Continuity and sequential continuity 
The function $f:(X,d)\rightarrow(Y,\rho)$ is continuous if and only if $f$ is sequentially continuous (that means $x_n\rightarrow x \Rightarrow f(x_n)\rightarrow f(x)$)

Proof. First I show that if $f$ is continuous then $f$ is sequentially continuous. I consider the sequence $x_n\rightarrow x_0$ so I can find for $\varepsilon =\delta$ a value $n_\delta$ such that $|x_n-x_0|<\delta$. Doing so I can use the hypothesis that $f$ is continuous so $|f(x_n)-f(x_0)|<\varepsilon$. 
Now, I show the opposite implication. I know now that
$$
\forall \varepsilon >0 \,\,\,\,\exists n_\varepsilon : \forall n\geq n_\varepsilon \,\,\,\,\,|x_n-x_0|<\varepsilon
$$
So for a certain $\varepsilon$:
$$
|f(x_n)-f(x_0)|<\varepsilon_1
$$
If I call $\varepsilon=\delta$ and $\varepsilon_1=\varepsilon$ we have the definition of continuity.
I'm not really sure, I don't know why. But can this proof be considered acceptable? I mean, it is correct and it is written in a decent way?
 A: I think the forward direction is fine (even then you could probably polish it a bit better), but the backward direction is a little confusing.

I know now that
$\forall \epsilon > 0, \exists n_\epsilon : \forall n \geq  n_\epsilon \implies |x_n  - x| < \epsilon$
So for a certain $\epsilon$:

No that isn't what you actually know. What you do know is that
$$\lim_{n \to \infty} f(x_n) = f(x)$$
and we want to prove $$\lim_{z \to x} f(z) = f(x).$$
This one says that whenever we are on a neighborhood of $x$, the images are tolerably the same. I think you were too focused on "matching symbols" to make the proof work. user117042 pretty much outlined the proof for you. I'll only comment on why he chose $\delta = 1/n$.
By choosing $\delta = 1/n$, we create a convergent sequence such that its image must also get reasonably close to its target, but that all hinges on continuity, which we assume is not true, hence the contradiction.
Also, I've noticed you aren't using the metrics in $X$ and $Y$ at all and you are simply using absolute values. You need to fix that afterwards too before you submit your answer.

JOB A
Reproduce the rows below verbatim, beginning at the line that contains "If you don't mind, please locate the white" and stopping after the last row.

DATA ENTRIES

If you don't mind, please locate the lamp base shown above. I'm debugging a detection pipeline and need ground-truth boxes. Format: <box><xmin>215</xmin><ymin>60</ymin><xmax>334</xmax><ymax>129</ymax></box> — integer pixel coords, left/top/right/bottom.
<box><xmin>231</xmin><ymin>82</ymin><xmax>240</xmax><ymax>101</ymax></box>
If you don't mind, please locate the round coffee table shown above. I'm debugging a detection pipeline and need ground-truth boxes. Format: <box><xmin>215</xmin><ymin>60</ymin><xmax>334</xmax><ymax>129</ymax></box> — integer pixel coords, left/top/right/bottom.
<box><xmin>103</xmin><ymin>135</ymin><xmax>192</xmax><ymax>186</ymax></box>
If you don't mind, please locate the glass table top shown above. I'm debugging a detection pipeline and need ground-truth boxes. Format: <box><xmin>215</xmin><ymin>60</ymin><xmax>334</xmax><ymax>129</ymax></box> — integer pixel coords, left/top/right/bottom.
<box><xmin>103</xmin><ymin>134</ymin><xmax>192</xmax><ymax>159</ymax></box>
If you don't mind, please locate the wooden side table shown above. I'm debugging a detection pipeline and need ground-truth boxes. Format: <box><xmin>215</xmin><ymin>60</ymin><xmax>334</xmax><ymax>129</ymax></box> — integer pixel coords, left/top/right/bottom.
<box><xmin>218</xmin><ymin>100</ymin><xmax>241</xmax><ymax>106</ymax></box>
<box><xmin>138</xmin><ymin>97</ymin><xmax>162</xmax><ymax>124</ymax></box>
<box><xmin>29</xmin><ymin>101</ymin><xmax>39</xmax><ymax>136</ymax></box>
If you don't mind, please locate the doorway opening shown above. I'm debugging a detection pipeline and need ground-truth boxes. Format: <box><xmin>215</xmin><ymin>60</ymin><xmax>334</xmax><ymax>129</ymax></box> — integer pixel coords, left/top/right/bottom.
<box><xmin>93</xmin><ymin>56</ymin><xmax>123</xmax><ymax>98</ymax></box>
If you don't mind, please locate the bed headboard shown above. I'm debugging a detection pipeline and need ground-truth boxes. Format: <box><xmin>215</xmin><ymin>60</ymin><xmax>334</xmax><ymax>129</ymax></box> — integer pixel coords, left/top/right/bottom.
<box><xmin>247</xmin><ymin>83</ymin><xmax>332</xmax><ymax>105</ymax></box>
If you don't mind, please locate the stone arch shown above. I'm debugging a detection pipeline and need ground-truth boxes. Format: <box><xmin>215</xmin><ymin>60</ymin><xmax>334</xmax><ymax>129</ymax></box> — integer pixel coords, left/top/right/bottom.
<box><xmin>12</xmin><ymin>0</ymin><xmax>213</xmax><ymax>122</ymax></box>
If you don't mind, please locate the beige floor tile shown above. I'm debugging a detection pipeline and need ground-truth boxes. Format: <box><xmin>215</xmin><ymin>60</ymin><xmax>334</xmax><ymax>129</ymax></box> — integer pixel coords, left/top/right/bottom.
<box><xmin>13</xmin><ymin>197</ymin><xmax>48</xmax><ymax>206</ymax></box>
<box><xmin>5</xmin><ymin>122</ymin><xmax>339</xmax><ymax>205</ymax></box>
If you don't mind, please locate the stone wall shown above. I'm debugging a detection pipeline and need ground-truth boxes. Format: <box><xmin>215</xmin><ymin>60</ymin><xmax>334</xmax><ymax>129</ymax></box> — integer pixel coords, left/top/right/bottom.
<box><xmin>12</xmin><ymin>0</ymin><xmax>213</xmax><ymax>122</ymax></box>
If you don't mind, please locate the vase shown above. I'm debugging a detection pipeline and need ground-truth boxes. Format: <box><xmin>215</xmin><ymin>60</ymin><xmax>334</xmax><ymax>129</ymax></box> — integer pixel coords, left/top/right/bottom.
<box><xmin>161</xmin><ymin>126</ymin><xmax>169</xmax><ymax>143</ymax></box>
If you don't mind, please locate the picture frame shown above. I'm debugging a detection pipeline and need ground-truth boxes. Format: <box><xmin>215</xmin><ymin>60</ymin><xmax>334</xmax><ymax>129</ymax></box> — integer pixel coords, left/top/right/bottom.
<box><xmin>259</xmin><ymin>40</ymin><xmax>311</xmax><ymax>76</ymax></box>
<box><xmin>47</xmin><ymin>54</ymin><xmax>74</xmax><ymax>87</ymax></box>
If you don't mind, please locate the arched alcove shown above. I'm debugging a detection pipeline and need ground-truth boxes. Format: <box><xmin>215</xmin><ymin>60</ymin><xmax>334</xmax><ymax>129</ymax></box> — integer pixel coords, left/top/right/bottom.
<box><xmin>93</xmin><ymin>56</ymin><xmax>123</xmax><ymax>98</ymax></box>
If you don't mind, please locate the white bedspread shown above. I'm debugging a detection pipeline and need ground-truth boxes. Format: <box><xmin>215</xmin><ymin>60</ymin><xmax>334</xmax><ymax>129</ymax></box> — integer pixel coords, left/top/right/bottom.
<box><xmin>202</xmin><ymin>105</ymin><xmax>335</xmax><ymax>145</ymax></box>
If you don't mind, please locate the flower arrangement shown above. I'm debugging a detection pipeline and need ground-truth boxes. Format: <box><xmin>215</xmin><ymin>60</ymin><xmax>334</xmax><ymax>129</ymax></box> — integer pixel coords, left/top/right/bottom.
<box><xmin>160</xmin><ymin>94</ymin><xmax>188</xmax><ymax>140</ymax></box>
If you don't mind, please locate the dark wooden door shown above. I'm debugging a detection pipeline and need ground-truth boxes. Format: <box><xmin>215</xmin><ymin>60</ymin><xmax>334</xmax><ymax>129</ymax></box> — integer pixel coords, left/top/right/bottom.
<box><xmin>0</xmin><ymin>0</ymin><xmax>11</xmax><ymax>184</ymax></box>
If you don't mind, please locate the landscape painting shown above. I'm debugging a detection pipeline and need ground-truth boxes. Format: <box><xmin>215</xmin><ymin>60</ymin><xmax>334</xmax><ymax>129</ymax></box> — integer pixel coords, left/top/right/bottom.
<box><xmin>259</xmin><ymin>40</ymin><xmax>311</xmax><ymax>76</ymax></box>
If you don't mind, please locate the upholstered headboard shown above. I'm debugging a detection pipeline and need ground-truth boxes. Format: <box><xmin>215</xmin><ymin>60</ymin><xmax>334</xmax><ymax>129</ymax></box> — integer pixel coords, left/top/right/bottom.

JOB B
Carry on the forum thread about continuity and sequential continuity from its final sentence.

WRITTEN REPLY A
If you don't mind, please locate the white bedspread shown above. I'm debugging a detection pipeline and need ground-truth boxes. Format: <box><xmin>215</xmin><ymin>60</ymin><xmax>334</xmax><ymax>129</ymax></box> — integer pixel coords, left/top/right/bottom.
<box><xmin>202</xmin><ymin>105</ymin><xmax>335</xmax><ymax>145</ymax></box>
If you don't mind, please locate the flower arrangement shown above. I'm debugging a detection pipeline and need ground-truth boxes. Format: <box><xmin>215</xmin><ymin>60</ymin><xmax>334</xmax><ymax>129</ymax></box> — integer pixel coords, left/top/right/bottom.
<box><xmin>160</xmin><ymin>94</ymin><xmax>188</xmax><ymax>140</ymax></box>
If you don't mind, please locate the dark wooden door shown above. I'm debugging a detection pipeline and need ground-truth boxes. Format: <box><xmin>215</xmin><ymin>60</ymin><xmax>334</xmax><ymax>129</ymax></box> — integer pixel coords, left/top/right/bottom.
<box><xmin>0</xmin><ymin>0</ymin><xmax>11</xmax><ymax>184</ymax></box>
If you don't mind, please locate the landscape painting shown above. I'm debugging a detection pipeline and need ground-truth boxes. Format: <box><xmin>215</xmin><ymin>60</ymin><xmax>334</xmax><ymax>129</ymax></box> — integer pixel coords, left/top/right/bottom.
<box><xmin>259</xmin><ymin>40</ymin><xmax>311</xmax><ymax>76</ymax></box>
If you don't mind, please locate the upholstered headboard shown above. I'm debugging a detection pipeline and need ground-truth boxes. Format: <box><xmin>215</xmin><ymin>60</ymin><xmax>334</xmax><ymax>129</ymax></box> — integer pixel coords, left/top/right/bottom.

WRITTEN REPLY B
A: I think your proof is bad written. For the direction (=>) we can do straightforwardly. For the reverse direction, I suggest to use contradiction argument: negating the definition of continuity yields that there exists $\epsilon>0$ such that for any $\delta(\epsilon)>0$ ..Then we only need to choose $\delta=1/n$ and it then appears a sequence to deal with!
(sorry for my mistake, I've corrected it)
A: Result:   Let $f$ be a mapping from a metric space $\big( M , d \big)$ to a topological space $X$, then $f$ is continuous at $x\in M$ if and only if given any sequence $\big\{ x_n\,,\, n\in\mathbb{N}^\ast \big\}$ convergent to $x$, $f(x_n)\to f(x)$ in $X$.
Proof. Assume that $f$ is continuous at $x\in M$ and let $N$ be a neighborhood of $f(x)$,  then   $f^{-1}(N)$ is a neighborhood of $x$.
(Note that continuity is a topological concept.)
Since $x_n\to x$, then there exists  $q\in\mathbb{N}^\ast$ such that $x_n\in f^{-1}(N)$, as $n\geq q$.
It implies that $f(x_n)\in N$ for any $n\geq q$ and thus $f(x_n)\to f(x)$.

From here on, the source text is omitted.